What needs to be done:
Reproduce the entries below verbatim, from the line containing "Where can the sky" through the line containing "[[76, 15], [73, 15], [8, 15]]", both lines included.

Dataset excerpts:
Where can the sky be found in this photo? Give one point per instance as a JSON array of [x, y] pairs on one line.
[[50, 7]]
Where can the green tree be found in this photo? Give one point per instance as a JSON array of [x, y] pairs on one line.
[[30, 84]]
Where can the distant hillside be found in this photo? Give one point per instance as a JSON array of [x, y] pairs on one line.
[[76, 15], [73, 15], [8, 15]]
* * *
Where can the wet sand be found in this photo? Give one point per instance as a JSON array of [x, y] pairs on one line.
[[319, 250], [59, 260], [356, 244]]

Result:
Where can the sky be found in this photo? Give one point per instance as a JSON array of [x, y] pairs on one line.
[[50, 7]]
Where can the green tree be found in this photo? Give one point per instance as a JSON array of [x, y] pairs on one line.
[[30, 84]]
Where can the distant hillside be found in this photo? Give one point per instance as a JSON array of [x, y] pairs on one line.
[[76, 15], [73, 15], [8, 15]]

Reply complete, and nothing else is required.